(Location identification items)

::::

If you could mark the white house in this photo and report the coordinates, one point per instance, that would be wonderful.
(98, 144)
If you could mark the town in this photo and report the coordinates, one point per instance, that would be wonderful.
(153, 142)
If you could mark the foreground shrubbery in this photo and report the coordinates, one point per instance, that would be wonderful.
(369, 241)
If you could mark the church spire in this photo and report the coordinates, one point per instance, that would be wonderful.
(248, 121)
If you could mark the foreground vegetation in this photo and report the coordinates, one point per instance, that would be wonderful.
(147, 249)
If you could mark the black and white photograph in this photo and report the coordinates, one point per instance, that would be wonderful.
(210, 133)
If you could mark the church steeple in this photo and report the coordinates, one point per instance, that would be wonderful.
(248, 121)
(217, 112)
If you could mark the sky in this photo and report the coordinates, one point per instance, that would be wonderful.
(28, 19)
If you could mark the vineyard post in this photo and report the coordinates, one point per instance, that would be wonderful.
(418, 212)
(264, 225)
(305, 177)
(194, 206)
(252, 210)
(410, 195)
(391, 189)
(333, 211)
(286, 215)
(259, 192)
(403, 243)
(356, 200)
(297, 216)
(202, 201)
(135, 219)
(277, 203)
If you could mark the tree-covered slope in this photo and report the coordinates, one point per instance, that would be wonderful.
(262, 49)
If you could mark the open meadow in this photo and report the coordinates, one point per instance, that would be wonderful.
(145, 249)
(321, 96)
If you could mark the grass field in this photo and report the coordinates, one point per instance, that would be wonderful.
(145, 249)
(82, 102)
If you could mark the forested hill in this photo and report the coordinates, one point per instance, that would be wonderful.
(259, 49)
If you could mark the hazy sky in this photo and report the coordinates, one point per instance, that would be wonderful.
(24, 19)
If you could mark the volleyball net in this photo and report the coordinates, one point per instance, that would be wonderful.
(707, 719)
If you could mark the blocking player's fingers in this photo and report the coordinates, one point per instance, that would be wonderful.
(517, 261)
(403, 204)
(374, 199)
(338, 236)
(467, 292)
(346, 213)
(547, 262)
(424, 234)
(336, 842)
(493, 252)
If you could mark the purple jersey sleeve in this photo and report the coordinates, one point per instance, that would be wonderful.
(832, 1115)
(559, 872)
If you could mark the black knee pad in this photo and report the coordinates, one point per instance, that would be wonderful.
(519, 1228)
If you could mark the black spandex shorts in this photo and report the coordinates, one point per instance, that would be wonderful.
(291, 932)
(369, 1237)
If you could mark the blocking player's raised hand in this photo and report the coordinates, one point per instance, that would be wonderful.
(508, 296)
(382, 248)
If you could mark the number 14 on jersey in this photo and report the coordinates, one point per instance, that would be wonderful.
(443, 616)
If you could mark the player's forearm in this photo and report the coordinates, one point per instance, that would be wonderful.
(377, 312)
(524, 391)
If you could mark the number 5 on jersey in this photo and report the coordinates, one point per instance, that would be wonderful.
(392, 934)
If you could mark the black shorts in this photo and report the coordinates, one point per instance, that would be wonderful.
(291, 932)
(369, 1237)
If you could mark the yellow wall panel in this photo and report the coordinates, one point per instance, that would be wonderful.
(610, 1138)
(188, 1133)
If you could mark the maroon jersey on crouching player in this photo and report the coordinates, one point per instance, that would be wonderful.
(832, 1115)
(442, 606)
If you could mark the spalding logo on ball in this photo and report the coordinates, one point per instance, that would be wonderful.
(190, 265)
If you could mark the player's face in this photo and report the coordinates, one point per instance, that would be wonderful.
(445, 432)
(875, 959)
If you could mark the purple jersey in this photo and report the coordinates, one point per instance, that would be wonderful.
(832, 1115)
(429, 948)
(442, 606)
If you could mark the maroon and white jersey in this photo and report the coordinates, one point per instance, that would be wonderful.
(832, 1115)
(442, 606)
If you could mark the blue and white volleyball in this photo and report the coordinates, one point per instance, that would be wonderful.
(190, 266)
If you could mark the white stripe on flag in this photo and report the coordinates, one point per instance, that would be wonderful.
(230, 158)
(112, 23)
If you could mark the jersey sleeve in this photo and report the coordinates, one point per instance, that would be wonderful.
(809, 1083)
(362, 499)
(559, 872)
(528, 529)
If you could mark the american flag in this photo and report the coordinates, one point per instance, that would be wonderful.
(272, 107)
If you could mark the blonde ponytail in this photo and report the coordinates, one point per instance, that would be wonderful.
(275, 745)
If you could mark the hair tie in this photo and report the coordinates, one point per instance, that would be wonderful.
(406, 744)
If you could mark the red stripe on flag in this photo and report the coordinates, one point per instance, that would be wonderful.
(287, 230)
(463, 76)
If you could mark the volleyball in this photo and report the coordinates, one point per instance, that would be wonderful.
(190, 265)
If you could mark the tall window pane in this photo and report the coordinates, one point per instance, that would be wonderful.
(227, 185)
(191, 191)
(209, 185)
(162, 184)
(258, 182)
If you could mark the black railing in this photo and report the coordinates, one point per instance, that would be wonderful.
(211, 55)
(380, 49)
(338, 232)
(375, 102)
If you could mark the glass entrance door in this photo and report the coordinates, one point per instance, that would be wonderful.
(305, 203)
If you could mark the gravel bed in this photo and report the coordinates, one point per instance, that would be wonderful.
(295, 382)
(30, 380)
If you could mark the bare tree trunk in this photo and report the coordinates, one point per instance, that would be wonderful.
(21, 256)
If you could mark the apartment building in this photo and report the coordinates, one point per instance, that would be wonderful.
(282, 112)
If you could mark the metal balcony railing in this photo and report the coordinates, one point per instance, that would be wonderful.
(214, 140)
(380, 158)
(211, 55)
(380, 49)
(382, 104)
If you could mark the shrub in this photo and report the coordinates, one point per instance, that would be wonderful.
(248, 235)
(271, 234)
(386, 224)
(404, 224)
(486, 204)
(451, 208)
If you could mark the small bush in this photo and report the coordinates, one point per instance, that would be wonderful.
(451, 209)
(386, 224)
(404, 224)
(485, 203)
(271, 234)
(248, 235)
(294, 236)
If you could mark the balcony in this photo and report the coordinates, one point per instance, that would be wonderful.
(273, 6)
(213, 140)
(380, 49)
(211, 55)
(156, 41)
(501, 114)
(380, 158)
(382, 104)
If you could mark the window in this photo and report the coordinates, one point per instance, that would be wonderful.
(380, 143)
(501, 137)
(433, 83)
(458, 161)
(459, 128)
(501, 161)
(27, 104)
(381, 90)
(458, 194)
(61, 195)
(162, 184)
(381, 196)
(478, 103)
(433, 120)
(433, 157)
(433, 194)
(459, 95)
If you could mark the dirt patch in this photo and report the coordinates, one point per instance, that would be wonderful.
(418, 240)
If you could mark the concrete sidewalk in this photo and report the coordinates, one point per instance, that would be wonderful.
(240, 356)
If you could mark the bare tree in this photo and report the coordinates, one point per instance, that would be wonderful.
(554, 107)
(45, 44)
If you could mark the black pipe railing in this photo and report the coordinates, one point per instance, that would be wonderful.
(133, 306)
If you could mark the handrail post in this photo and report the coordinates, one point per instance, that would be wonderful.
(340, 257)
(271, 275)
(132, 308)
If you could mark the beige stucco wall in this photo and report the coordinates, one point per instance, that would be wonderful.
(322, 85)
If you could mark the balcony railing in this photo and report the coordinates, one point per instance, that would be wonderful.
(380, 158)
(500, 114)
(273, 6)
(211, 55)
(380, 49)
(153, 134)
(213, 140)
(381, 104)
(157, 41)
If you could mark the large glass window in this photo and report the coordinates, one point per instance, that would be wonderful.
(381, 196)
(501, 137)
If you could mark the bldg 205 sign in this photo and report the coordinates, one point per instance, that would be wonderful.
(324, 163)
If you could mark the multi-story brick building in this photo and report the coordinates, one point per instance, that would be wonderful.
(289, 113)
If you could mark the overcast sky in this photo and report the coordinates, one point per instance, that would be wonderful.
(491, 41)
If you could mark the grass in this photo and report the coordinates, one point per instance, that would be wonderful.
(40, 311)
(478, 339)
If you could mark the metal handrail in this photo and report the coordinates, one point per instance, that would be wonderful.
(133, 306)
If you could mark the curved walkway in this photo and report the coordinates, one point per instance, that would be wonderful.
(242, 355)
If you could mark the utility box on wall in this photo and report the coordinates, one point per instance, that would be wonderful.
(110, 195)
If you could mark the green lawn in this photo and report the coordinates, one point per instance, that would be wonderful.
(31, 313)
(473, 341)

::::

SET PROBLEM> Starting with the line that contains "If you could mark the overcast", return each line through the last one of the data above, exactly as written and nothing more.

COMPLETE RESPONSE>
If you could mark the overcast sky in this photo and report the coordinates, one point per instance, that would be wonderful.
(491, 41)
If you could mark the grass in this photo and report the coordinates, one point per instance, that would be wonderful.
(40, 311)
(478, 339)
If you could mark the metal handrail in this photo and report the coordinates, one point per instance, that would be wonderful.
(133, 306)
If you could mark the curved walkway in this photo and report the coordinates, one point per instance, that would be wonderful.
(242, 355)
If you could mark the utility box on wall in this photo and report the coordinates, one point per instance, that would be wonderful.
(110, 195)
If you could mark the green lawn in this photo and report the coordinates, one point per instance, that would be wonderful.
(31, 313)
(473, 341)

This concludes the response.